Location identification items
━━━━━━━━━━━━━━━━━━━━━━━━━━━━━━

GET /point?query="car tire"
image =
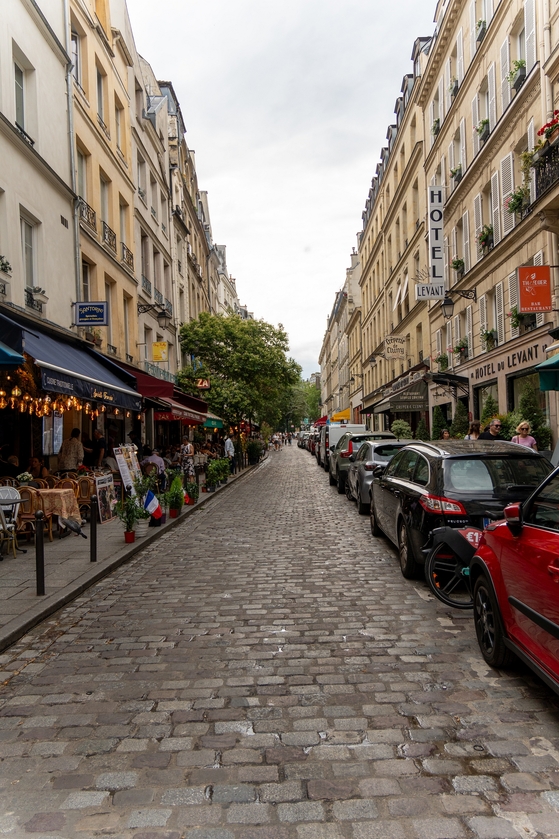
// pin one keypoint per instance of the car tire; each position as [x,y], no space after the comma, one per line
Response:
[489,626]
[375,529]
[362,508]
[408,565]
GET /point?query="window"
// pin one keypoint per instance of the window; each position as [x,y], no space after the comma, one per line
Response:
[28,249]
[19,78]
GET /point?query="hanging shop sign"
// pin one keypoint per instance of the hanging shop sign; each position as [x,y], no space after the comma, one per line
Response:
[91,314]
[395,346]
[160,350]
[534,285]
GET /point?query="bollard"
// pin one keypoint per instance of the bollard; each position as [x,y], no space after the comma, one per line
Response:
[40,552]
[93,529]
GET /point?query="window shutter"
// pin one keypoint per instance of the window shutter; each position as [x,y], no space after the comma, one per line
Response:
[530,31]
[538,260]
[478,224]
[470,331]
[500,313]
[505,69]
[472,29]
[531,144]
[475,122]
[495,208]
[513,300]
[492,90]
[483,318]
[460,57]
[507,186]
[466,241]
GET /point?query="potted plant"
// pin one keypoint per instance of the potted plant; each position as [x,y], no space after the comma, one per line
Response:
[458,265]
[485,237]
[483,130]
[213,475]
[488,339]
[176,497]
[127,511]
[517,74]
[456,174]
[481,28]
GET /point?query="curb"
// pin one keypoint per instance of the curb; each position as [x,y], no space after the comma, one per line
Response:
[46,606]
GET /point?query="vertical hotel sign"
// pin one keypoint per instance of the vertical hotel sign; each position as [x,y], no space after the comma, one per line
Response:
[436,238]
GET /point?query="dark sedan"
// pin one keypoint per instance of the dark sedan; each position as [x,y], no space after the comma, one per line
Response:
[455,483]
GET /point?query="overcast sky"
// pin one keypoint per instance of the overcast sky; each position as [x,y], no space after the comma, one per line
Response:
[286,105]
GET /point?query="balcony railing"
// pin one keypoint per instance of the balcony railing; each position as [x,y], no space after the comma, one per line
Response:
[127,256]
[108,236]
[88,214]
[547,170]
[146,285]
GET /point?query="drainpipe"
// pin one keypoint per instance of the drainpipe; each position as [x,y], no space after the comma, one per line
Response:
[70,97]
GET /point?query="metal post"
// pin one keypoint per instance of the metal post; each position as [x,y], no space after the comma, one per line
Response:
[40,552]
[93,529]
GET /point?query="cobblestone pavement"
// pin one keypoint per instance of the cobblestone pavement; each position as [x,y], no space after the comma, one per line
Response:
[264,671]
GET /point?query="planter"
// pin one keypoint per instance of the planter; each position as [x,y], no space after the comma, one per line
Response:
[519,77]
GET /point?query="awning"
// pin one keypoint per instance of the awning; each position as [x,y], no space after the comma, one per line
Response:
[549,373]
[67,369]
[9,358]
[341,416]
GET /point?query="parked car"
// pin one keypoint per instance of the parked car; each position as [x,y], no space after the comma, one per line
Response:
[463,484]
[338,462]
[515,576]
[360,473]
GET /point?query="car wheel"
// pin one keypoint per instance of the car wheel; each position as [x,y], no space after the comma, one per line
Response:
[375,529]
[489,626]
[362,508]
[408,565]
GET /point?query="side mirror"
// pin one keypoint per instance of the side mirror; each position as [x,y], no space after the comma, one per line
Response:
[513,518]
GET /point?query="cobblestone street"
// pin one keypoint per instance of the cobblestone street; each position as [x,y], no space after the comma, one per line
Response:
[264,671]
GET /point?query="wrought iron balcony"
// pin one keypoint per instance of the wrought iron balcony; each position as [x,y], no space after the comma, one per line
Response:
[88,214]
[127,256]
[108,236]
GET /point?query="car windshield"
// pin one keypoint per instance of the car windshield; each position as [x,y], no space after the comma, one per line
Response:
[489,474]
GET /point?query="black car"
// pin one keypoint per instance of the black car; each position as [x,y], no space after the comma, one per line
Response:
[456,483]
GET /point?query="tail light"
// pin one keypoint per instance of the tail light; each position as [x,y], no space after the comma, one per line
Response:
[440,504]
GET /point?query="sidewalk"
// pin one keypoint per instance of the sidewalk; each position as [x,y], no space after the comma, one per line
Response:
[68,570]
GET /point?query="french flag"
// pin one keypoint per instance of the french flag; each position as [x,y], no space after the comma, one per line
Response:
[152,505]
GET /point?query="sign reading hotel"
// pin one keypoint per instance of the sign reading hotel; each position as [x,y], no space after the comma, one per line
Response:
[395,346]
[534,285]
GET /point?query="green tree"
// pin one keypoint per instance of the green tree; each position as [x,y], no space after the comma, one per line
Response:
[246,362]
[460,423]
[439,423]
[422,432]
[531,411]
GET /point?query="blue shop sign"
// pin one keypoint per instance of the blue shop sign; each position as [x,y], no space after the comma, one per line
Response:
[91,314]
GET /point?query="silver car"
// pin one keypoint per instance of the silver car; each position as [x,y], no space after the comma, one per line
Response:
[372,453]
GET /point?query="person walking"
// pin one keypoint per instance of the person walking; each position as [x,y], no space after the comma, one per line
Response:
[523,436]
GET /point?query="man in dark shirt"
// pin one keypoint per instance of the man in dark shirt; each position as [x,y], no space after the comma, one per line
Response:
[494,432]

━━━━━━━━━━━━━━━━━━━━━━━━━━━━━━

> _TASK BRIEF_:
Count the lines in the material above that contain the string "tire", treating uppercase and lowercase as different. Give only the number.

> _SOLUTION FOR THIS PROBLEM_:
2